__SOURCE EXTRACT__.
Sadly, there are many thousands of industrial sites around the US that are badly contaminated. These are sites where, years ago, companies dumped, spilled, or buried toxic chemicals. The key question for each of these sites is: does it threaten human health? Can its dangerous chemicals travel in water or air to where people live and work?

For years, the US has evaluated these contaminated sites to determine which pose the greatest threat to Americans, and therefore which deserved the greatest attention and resources for getting cleaned up. The most contaminated sites appear on the “Superfund National Priorities List.” They are often referred to as “Superfund” sites.

The formula used to decide if a contaminated site is dangerous enough to be a “Superfund” site is known as the Hazard Ranking System (“HRS”). You can think of the HRS as asking many different questions all aimed at learning the likelihood that chemicals dumped at that site threaten human health. We have been using the same HRS formula since 1990.

Now, however, due to the efforts of those in the Obama EPA, the HRS is scheduled to include the contaminated site’s risk of creating “vapor intrusion”. Vapor intrusion refers to chemicals in the form of a gas (or “vapor”) penetrating (or “intruding” into) the air that people breathe in a home or office. For many years, certain highly toxic chemicals-like TCE, PCE, Vinyl chloride and Benzene-which were dumped many years ago and allowed to bleed down into the soil and groundwater, have been known to vaporize, and then drift back up through the soil, and slip through even concrete basement floors and foundation walls, and into the air that people breathe inside.

Inhaling these types of chemicals is the most dangerous way for humans to be exposed to them.

Point localization data:
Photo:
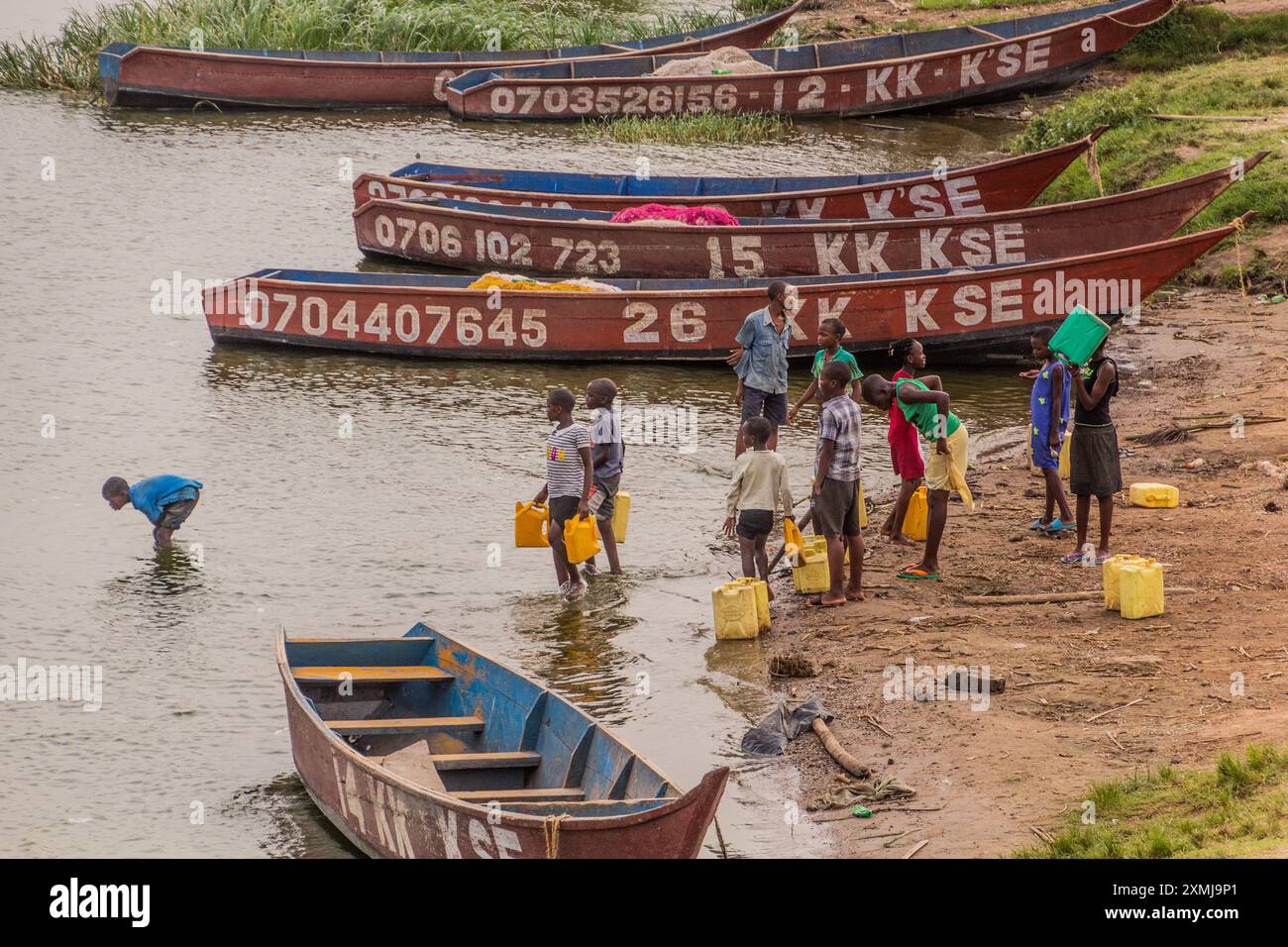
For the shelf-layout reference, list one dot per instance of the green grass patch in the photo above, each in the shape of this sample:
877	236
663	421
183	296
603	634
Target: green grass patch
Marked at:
1236	809
703	128
1196	35
1140	151
67	60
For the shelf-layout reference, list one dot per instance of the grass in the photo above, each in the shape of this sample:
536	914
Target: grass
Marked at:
1138	150
1236	809
703	128
67	59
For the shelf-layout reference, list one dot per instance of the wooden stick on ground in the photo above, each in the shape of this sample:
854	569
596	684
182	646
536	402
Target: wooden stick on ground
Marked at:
1043	598
1104	712
838	753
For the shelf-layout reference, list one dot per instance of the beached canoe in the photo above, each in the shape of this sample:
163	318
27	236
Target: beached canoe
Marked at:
960	315
896	72
423	748
141	76
476	236
1003	184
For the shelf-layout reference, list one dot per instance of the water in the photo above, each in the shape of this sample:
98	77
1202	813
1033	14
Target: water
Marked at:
320	534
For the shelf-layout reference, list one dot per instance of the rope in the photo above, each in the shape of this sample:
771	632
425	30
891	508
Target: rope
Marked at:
550	828
1094	167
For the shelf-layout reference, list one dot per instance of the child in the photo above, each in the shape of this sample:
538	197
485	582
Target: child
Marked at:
831	331
1048	406
166	500
759	482
1094	453
568	479
606	453
836	483
906	458
925	405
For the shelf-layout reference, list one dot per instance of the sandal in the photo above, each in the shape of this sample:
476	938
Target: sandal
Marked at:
917	574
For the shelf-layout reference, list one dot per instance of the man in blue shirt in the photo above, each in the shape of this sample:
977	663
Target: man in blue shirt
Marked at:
166	500
761	364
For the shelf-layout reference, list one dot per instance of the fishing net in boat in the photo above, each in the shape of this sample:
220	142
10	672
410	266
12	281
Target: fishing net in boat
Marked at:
688	217
724	60
507	281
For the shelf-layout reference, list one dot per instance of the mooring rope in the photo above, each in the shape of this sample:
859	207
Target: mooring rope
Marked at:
550	828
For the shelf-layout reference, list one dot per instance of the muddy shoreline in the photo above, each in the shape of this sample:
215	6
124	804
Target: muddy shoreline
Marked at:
1018	764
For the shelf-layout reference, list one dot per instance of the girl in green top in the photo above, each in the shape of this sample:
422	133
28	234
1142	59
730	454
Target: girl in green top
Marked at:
829	334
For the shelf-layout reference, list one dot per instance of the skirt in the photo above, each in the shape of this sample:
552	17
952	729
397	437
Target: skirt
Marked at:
1094	462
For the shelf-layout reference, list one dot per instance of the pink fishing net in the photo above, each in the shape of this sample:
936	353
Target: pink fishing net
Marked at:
694	217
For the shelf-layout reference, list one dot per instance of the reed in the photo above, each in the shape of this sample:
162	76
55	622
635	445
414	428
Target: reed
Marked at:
67	60
702	128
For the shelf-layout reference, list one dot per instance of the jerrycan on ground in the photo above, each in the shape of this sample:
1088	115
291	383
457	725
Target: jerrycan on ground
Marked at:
761	587
621	514
1080	335
733	607
531	525
1141	589
581	539
1155	496
914	519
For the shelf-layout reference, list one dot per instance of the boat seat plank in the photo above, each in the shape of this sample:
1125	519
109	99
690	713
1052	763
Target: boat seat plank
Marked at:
485	761
370	676
406	724
522	795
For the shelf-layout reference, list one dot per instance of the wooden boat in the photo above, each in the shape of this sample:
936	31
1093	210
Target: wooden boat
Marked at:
896	72
966	315
476	236
1003	184
438	751
141	76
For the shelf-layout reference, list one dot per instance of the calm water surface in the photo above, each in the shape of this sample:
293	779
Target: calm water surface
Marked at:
323	535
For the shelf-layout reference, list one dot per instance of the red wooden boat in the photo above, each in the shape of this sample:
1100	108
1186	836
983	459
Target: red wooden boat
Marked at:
576	243
436	750
961	315
1003	184
140	76
897	72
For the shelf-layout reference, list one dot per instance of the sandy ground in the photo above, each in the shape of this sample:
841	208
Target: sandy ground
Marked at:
1030	754
837	18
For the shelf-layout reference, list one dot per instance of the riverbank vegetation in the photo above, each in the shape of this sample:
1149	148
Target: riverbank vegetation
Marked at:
1236	809
703	128
1141	150
67	60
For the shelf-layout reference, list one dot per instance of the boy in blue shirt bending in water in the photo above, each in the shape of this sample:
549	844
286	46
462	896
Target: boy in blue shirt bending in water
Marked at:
166	500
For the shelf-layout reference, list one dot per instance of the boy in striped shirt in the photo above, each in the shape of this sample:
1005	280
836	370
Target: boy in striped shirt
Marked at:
570	476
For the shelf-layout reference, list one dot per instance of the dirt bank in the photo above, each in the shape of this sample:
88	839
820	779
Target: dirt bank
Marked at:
1030	754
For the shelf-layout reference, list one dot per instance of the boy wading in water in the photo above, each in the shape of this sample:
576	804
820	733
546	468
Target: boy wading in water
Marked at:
1048	406
905	444
166	500
836	483
758	484
608	454
1094	468
925	405
570	476
761	363
831	331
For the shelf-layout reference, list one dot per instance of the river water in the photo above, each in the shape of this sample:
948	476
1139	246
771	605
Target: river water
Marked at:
322	534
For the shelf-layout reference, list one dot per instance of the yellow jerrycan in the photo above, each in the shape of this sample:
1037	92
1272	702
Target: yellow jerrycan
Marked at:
581	539
531	525
914	519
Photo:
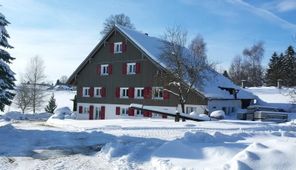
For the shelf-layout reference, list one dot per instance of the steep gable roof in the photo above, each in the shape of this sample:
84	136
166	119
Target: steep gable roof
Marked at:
152	47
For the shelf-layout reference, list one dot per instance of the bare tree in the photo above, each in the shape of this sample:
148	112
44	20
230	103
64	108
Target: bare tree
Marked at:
184	66
63	79
254	56
23	97
34	75
119	19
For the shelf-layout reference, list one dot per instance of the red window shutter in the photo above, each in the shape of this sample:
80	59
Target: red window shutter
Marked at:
131	112
102	115
109	69
117	110
124	47
91	91
124	67
166	94
147	92
91	111
99	69
131	92
117	92
103	92
80	109
111	48
138	68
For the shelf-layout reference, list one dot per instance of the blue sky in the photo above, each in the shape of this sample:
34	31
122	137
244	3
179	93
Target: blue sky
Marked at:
63	32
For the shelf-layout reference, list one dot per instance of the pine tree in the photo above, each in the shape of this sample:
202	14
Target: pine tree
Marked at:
289	67
6	74
51	105
274	71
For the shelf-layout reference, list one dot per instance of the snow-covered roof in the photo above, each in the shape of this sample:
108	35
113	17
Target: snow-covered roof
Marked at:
152	46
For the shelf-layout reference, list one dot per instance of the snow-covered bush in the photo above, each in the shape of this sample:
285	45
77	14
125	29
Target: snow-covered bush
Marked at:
218	114
63	113
200	116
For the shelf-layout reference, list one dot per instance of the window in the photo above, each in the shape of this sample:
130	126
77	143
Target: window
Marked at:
190	109
139	93
124	92
85	110
131	68
157	92
118	47
104	69
123	111
97	91
85	91
139	112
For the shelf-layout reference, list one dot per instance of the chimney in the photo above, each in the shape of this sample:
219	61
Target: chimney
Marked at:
279	86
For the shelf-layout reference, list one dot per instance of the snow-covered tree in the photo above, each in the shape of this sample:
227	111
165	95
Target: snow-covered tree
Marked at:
23	98
183	64
6	74
119	19
35	76
51	104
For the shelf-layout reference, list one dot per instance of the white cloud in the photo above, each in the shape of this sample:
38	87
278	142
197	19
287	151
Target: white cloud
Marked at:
286	5
265	14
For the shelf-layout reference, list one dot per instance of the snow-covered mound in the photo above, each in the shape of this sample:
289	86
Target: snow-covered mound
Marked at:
218	114
199	116
63	113
25	116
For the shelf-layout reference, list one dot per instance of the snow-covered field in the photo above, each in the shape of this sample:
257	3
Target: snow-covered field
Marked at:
146	144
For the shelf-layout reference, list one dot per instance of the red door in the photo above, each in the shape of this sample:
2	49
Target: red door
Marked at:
102	112
91	112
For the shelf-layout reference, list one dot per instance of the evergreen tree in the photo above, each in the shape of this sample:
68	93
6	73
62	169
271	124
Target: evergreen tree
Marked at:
274	70
289	67
6	74
51	105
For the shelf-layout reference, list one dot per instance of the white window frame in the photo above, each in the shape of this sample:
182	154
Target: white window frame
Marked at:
133	68
141	89
85	91
155	90
99	90
123	111
85	110
104	69
124	92
117	47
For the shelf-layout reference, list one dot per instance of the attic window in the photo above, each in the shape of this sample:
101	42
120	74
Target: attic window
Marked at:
118	47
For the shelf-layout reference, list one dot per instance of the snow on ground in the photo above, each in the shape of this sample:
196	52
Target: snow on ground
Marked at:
146	144
275	97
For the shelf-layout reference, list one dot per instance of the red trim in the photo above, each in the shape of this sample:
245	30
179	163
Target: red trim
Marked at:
91	112
131	92
91	91
147	93
138	68
166	95
117	111
102	113
111	48
117	92
99	69
103	92
131	112
109	69
124	67
80	109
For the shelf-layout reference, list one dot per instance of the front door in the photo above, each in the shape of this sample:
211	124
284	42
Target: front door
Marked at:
91	112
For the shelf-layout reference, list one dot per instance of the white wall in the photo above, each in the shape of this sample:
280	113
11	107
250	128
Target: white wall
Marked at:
228	104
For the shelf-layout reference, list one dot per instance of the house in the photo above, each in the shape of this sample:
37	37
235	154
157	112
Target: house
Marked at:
121	70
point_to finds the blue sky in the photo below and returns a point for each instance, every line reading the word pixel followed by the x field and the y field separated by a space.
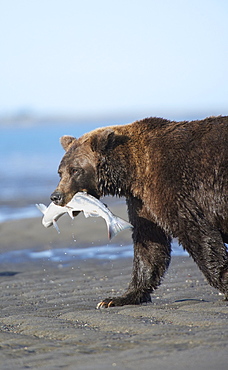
pixel 94 58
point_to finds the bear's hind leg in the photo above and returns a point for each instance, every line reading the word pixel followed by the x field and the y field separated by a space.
pixel 152 250
pixel 206 246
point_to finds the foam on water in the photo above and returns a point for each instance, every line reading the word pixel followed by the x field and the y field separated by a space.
pixel 65 255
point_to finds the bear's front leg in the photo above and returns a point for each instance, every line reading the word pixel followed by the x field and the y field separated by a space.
pixel 152 250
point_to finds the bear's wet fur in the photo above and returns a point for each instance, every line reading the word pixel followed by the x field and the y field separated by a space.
pixel 174 176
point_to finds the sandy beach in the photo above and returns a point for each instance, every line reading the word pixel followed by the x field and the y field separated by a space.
pixel 49 318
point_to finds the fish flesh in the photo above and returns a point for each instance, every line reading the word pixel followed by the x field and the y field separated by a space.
pixel 52 213
pixel 90 206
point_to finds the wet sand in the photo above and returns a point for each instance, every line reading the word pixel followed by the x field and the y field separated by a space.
pixel 49 318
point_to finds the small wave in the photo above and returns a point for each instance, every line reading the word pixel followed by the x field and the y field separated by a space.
pixel 65 255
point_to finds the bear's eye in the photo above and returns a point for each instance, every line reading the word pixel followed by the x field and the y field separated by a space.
pixel 75 171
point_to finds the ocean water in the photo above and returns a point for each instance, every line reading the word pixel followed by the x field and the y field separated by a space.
pixel 29 159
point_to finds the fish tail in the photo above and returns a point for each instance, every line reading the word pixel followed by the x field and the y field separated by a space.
pixel 116 225
pixel 41 207
pixel 56 226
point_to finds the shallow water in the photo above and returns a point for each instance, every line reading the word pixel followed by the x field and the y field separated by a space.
pixel 66 255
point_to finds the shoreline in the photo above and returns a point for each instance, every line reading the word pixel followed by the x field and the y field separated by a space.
pixel 49 318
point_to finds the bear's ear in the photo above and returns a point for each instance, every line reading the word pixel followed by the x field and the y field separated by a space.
pixel 102 141
pixel 107 140
pixel 66 141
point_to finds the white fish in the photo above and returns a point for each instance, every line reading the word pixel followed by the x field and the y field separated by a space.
pixel 90 206
pixel 52 213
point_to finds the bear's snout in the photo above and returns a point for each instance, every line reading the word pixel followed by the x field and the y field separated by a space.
pixel 57 197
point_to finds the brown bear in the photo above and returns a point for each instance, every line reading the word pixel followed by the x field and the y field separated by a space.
pixel 174 176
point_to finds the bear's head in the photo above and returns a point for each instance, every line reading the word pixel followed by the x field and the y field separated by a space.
pixel 78 169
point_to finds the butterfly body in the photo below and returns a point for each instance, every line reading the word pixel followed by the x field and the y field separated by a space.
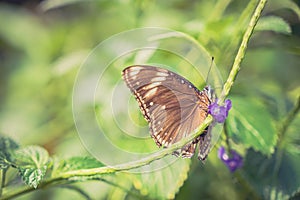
pixel 172 105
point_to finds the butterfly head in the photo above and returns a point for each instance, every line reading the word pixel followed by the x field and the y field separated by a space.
pixel 210 93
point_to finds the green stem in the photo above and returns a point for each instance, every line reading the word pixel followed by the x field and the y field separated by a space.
pixel 2 176
pixel 242 50
pixel 145 161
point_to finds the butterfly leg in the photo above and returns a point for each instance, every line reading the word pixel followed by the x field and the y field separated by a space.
pixel 204 144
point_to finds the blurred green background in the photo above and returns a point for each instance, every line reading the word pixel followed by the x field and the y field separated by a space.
pixel 42 45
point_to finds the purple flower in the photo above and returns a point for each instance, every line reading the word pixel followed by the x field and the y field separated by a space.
pixel 233 161
pixel 219 112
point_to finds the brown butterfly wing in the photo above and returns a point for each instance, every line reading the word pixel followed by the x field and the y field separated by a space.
pixel 173 106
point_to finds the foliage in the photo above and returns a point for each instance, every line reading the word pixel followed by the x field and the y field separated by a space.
pixel 42 48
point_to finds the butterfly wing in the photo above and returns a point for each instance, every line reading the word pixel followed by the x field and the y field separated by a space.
pixel 172 105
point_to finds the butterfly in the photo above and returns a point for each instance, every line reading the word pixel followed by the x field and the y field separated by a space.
pixel 172 106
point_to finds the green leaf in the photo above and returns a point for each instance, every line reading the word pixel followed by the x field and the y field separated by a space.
pixel 249 123
pixel 163 183
pixel 32 162
pixel 76 163
pixel 7 145
pixel 273 23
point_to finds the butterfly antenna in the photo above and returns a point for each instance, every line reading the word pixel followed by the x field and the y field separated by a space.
pixel 212 61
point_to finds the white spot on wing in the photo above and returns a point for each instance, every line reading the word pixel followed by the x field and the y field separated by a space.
pixel 162 74
pixel 152 85
pixel 158 79
pixel 151 92
pixel 135 71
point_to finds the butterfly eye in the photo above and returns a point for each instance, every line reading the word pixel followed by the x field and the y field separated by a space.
pixel 172 105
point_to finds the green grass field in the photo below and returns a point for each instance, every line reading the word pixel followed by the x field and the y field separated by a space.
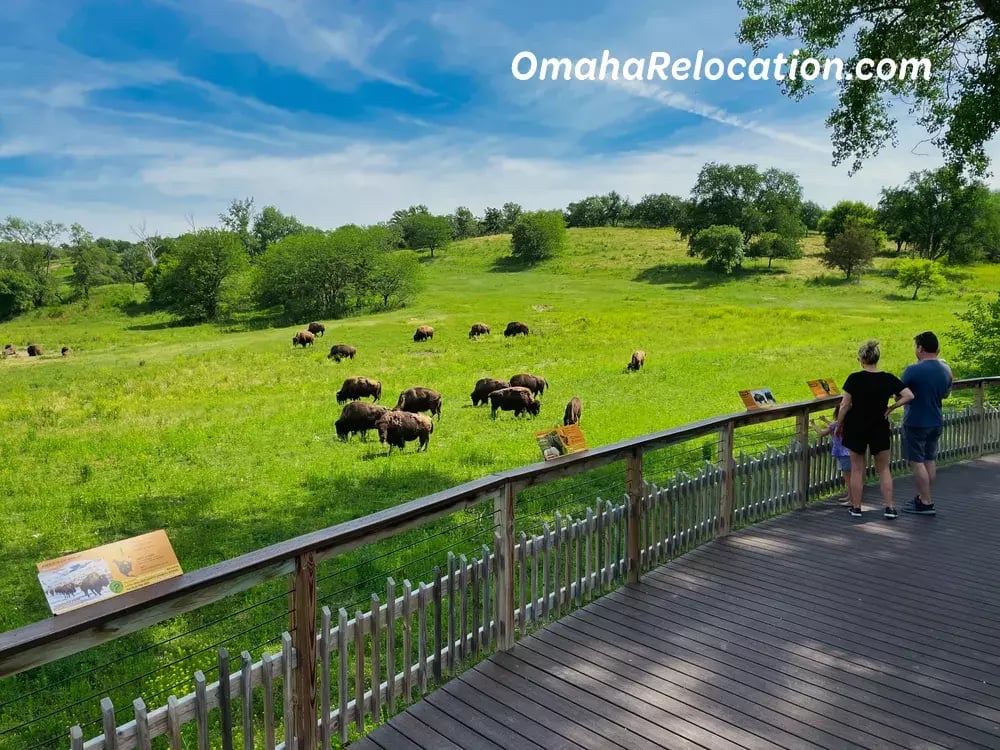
pixel 225 437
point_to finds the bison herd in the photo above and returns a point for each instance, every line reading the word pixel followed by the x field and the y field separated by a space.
pixel 406 421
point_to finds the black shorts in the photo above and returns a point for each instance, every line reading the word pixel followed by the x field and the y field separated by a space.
pixel 864 438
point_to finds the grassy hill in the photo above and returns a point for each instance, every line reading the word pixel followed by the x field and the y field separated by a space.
pixel 224 435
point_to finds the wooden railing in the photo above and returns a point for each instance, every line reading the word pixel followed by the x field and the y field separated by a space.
pixel 519 582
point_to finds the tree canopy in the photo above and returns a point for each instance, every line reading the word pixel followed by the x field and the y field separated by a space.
pixel 958 105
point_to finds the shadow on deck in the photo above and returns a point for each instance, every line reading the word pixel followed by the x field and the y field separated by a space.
pixel 812 630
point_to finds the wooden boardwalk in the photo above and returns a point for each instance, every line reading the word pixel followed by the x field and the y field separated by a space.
pixel 814 630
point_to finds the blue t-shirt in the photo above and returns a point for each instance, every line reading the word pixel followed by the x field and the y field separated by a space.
pixel 930 381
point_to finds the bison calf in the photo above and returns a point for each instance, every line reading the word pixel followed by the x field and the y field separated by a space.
pixel 515 399
pixel 638 360
pixel 397 428
pixel 484 387
pixel 303 338
pixel 340 351
pixel 358 388
pixel 420 399
pixel 573 409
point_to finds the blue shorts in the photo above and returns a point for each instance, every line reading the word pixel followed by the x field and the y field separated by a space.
pixel 920 443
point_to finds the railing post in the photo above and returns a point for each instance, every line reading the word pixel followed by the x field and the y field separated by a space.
pixel 979 409
pixel 504 544
pixel 724 524
pixel 303 629
pixel 802 476
pixel 633 486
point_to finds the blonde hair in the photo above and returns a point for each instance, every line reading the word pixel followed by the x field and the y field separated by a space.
pixel 869 353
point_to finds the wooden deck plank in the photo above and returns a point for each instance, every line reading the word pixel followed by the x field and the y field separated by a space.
pixel 812 630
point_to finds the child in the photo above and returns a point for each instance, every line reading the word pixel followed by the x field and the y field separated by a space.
pixel 838 450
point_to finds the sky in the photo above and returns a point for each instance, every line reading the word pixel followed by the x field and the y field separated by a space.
pixel 120 114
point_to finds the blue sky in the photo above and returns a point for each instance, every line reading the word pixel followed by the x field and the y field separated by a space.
pixel 115 112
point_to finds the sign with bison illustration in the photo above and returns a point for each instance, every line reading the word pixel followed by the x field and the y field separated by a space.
pixel 82 578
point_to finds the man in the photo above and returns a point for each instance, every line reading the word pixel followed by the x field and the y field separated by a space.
pixel 930 380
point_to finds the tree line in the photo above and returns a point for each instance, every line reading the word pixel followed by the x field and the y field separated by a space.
pixel 268 260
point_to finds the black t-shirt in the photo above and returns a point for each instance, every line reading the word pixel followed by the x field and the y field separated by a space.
pixel 870 394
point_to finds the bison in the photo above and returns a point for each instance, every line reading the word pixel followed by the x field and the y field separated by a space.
pixel 533 383
pixel 516 399
pixel 400 427
pixel 573 409
pixel 304 338
pixel 358 388
pixel 340 351
pixel 420 399
pixel 638 360
pixel 358 416
pixel 514 328
pixel 484 387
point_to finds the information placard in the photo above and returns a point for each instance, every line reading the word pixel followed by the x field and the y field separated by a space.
pixel 82 578
pixel 823 387
pixel 561 441
pixel 758 398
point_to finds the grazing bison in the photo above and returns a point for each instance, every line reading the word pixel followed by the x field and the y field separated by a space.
pixel 638 360
pixel 573 409
pixel 358 388
pixel 514 328
pixel 486 386
pixel 358 416
pixel 340 351
pixel 533 383
pixel 304 338
pixel 92 583
pixel 423 333
pixel 397 428
pixel 420 399
pixel 516 399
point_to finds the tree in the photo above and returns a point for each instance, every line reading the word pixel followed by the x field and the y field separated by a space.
pixel 269 226
pixel 398 275
pixel 237 219
pixel 426 231
pixel 938 212
pixel 464 224
pixel 744 197
pixel 854 248
pixel 538 235
pixel 492 221
pixel 837 218
pixel 979 342
pixel 810 214
pixel 721 245
pixel 919 274
pixel 188 281
pixel 658 210
pixel 957 95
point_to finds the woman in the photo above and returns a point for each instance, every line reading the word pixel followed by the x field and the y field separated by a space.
pixel 863 423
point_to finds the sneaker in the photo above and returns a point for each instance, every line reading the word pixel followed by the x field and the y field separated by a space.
pixel 917 507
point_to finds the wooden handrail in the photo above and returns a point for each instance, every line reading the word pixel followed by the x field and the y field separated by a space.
pixel 56 637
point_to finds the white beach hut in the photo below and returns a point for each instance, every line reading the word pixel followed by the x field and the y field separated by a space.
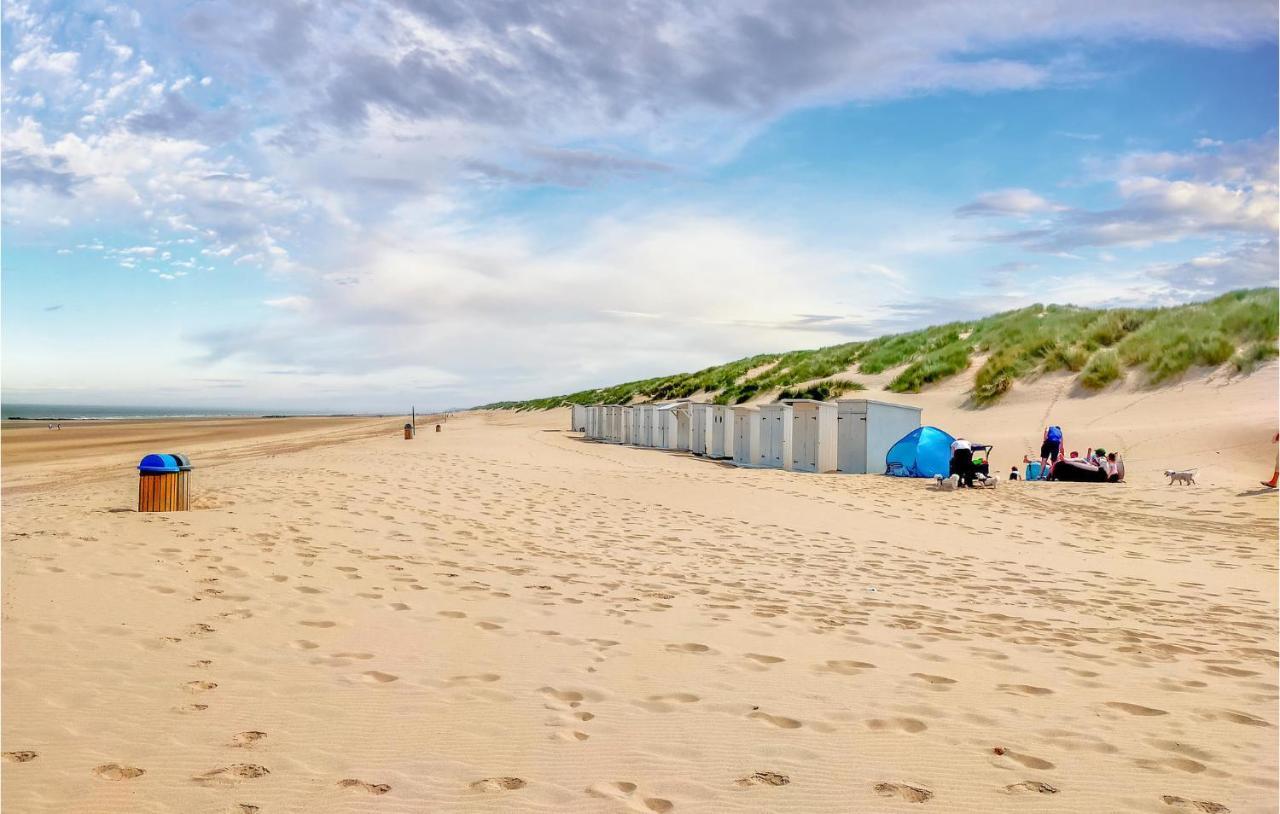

__EXERCISE INSTRUCTIONS__.
(1) Answer these about the text on contaminated industrial sites:
(a) Since what year has the same HRS formula been in use?
(b) On what list do the most contaminated sites appear?
(c) Which chemicals does the text name as known to vaporize?
(2) Repeat the text on contaminated industrial sites word for word, from "For years, the" up to and including "formula since 1990.".

__SOLUTIONS TO THE TASKS__.
(1)
(a) 1990
(b) The "Superfund National Priorities List"
(c) TCE, PCE, Vinyl chloride and Benzene

(2)
For years, the US has evaluated these contaminated sites to determine which pose the greatest threat to Americans, and therefore which deserved the greatest attention and resources for getting cleaned up. The most contaminated sites appear on the “Superfund National Priorities List.” They are often referred to as “Superfund” sites.

The formula used to decide if a contaminated site is dangerous enough to be a “Superfund” site is known as the Hazard Ranking System (“HRS”). You can think of the HRS as asking many different questions all aimed at learning the likelihood that chemicals dumped at that site threaten human health. We have been using the same HRS formula since 1990.